___ AUSGANGSTEXT ___

Ausgerechnet heute, am 13.3.2014, schreibt Haaretz im Beitrag der Redaktion, dass die Araber in Israel systematisch benachteiligt werden. Die öffentlichen Ausgaben für einen arabischen Bürger sind weniger als die Hälfte dessen, was man für einen jüdischen Bürger ausgibt. Die arabischen Gemeinden erheben 60% weniger Steuern, als jüdische Gemeinden, weil ihnen die Einnahme aus gewerblich genutzten Flächen fehlt, da die Regierung ihnen keine Gewerbeflächen genehmigt. Das ist nur ein Beispiel für Apartheid – es gibt noch viele weitere Beispiele, die man sehen kann, wenn man sehen will.

Eine Änderung zum Positiven kann im Nahostkonflikt erst dann erfolgen, wenn das Unrecht eingesehen worden ist, welches man dem palästinensischen Volk getan hat, wenn Leute wie Sie endlich einsehen und anerkennen, dass die Palästinenser anstelle der Deutschen den Preis für den jüdischen Holocaust bezahlt haben. Die Wiedergutmachung, die Deutschland bezahlt hat kann nicht wieder gut machen, dass das Lebensglück der Israelis dadurch erkauft wurde, dass ein anderes Volk, die Palästinenser, totunglücklich wurden. Und ich bin es leid mich mit Menschen auseinanderzusetzen, die niemals in Palästina waren und niemals mit Opfer und Täter gesprochen haben und ihr Wissen nur aus der überaus reichlich vorhandenen zionistischen Propaganda beziehen und das mit einer ziemlich verkorksten Ideologie vermischen, die zu nichts Gutem führt und nicht einmal lächerlich, sondern nur noch traurig ist.

___

*AUFGABEN*.
a – Wie viel weniger Steuern erheben die arabischen Gemeinden laut dem Text zum Nahostkonflikt als jüdische Gemeinden?
b – Führe den Text zum Nahostkonflikt im Anschluss an seinen letzten Satz fort.
Das Material steht für sich und hat mit dem Text nichts zu tun.

___ MATERIAL ___

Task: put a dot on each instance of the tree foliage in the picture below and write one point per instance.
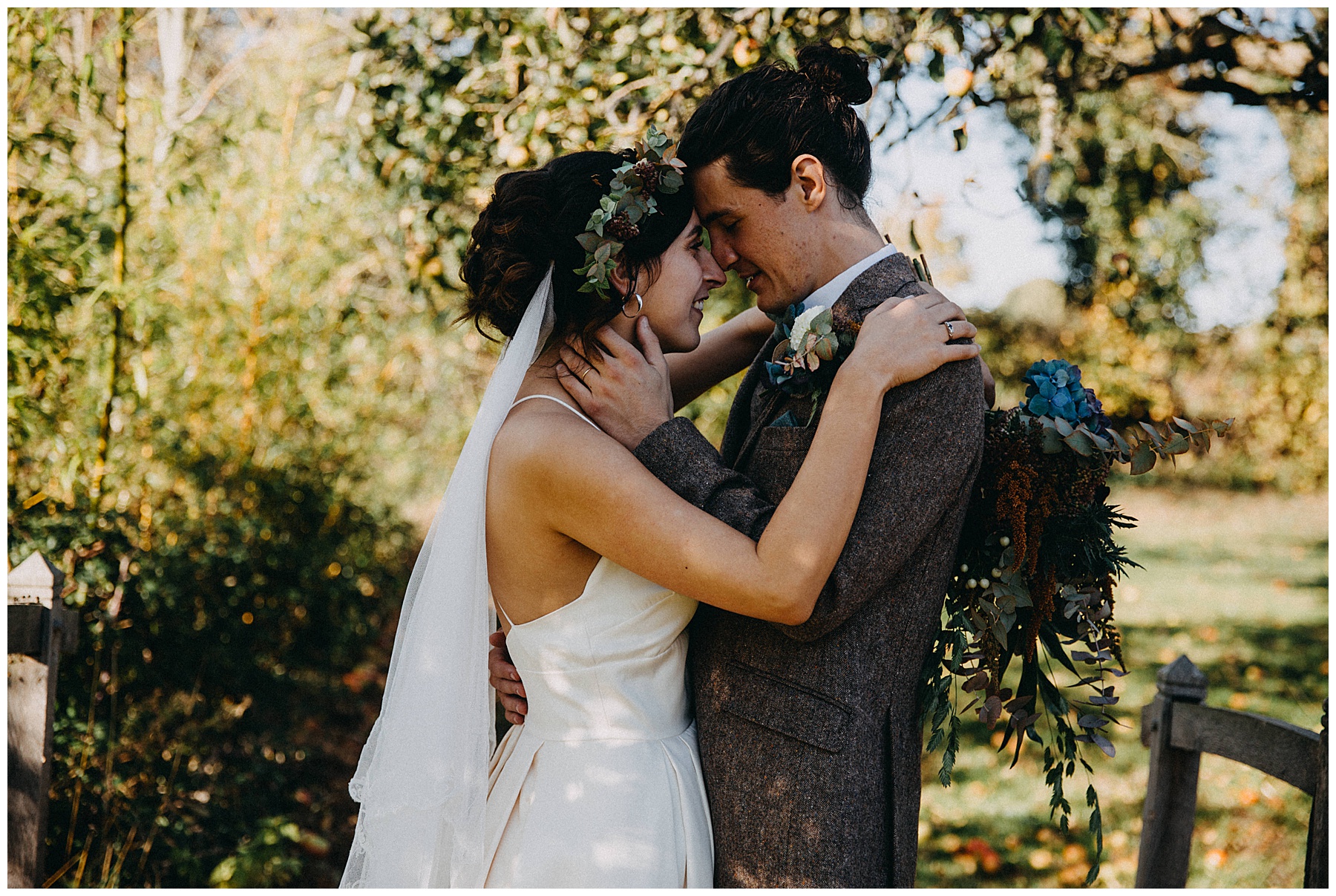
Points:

___

*LÖSUNGEN*.
a – Sie erheben 60 % weniger Steuern.

b –
Die Welt um Israel ändert sich täglich und auch Israel ändert sich, aber die blinden und tauben Freunde Israels wollen es nicht wahrhaben. Für sie ist Israel das ewige Opfer, auch wenn es längst schon Täter geworden ist.

Auch Sie scheinen zu jenen Leuten zu gehören, die besser zu wissen meinen, wovon Sie eigentlich nicht die geringste Ahnung haben. Sie geben zu, dass Ihnen eine „Kenntnis der Ausstellung fehlt“, gleichwohl maßen Sie sich an ein Urteil abzugeben, über die Ausstellung, über die Gruppen, die sie ausrichten wollen und nicht zuletzt über mich. Sie können sich vorstellen, dass ich nicht sehr amused bin darüber, dass Sie mich zum Kronzeugen für Antisemitismus machen und auch darüber, dass Sie den Palästina Forum ebenfalls in Ihre Antisemitismus Fantasien einbeziehen.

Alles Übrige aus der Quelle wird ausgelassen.